■ SET PROBLEM ■
Pull out each line in the records below that contains the word "cross", and copy those lines unchanged.

■ MATERIALS PROVIDED ■

=-=-=-=-=

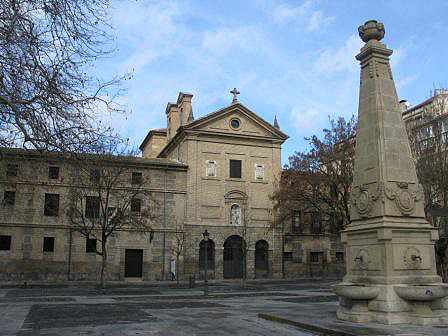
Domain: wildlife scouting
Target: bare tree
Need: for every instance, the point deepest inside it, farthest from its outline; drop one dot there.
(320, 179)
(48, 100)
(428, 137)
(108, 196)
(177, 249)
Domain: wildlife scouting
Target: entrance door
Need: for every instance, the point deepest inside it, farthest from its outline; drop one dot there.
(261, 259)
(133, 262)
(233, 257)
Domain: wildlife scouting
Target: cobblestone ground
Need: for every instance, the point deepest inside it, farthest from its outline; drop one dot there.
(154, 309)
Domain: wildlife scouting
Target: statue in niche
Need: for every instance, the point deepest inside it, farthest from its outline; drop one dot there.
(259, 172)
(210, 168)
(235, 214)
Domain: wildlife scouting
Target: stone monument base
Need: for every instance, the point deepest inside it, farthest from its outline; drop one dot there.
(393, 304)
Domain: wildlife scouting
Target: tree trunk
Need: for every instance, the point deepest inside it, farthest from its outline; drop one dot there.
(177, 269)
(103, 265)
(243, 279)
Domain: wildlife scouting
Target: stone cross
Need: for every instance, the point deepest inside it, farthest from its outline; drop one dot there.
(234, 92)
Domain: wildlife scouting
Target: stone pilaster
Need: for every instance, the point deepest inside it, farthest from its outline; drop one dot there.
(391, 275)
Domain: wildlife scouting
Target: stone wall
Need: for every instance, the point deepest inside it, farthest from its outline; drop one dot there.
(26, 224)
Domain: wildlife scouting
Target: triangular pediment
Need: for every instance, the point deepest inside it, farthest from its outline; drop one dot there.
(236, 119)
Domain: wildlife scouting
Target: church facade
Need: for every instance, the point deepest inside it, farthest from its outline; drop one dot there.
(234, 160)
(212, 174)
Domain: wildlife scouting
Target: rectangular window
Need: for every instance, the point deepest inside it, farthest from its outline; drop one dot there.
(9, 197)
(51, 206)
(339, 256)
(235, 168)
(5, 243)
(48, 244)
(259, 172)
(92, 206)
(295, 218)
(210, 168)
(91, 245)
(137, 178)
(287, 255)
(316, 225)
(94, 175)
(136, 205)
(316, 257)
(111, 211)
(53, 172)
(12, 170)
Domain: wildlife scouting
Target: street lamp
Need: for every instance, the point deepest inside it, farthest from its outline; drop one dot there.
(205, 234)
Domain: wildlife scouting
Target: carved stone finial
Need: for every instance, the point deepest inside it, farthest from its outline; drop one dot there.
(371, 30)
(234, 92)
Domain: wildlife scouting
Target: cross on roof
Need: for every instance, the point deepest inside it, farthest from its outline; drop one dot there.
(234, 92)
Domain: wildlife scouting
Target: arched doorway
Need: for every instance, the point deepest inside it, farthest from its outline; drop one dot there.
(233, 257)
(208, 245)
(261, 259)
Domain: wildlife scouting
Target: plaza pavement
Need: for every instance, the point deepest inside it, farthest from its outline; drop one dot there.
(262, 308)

=-=-=-=-=

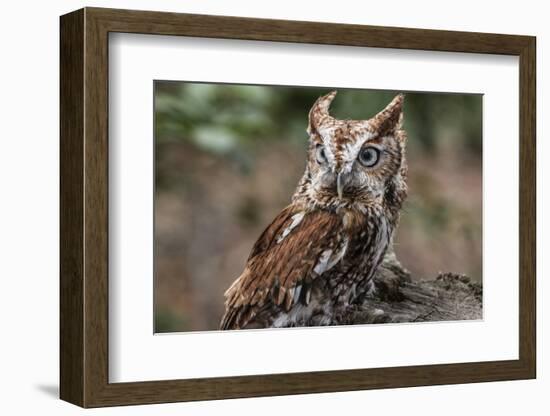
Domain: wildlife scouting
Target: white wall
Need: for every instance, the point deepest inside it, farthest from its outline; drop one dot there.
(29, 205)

=-=-=-=-=

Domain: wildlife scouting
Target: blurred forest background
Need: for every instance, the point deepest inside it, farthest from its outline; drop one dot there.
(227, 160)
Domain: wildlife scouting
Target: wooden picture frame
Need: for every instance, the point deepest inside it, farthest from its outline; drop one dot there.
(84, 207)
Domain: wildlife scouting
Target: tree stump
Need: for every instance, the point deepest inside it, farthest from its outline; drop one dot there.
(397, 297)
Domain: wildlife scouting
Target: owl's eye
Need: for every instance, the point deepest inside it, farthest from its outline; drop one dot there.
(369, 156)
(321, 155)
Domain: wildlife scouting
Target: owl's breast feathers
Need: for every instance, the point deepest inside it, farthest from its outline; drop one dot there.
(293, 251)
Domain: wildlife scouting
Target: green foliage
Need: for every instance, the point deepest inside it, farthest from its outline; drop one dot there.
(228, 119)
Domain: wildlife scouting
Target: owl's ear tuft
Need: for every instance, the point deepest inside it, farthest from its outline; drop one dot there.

=-=-=-=-=

■ EXERCISE SOLUTION ■
Target: stone cross
Target: cross on roof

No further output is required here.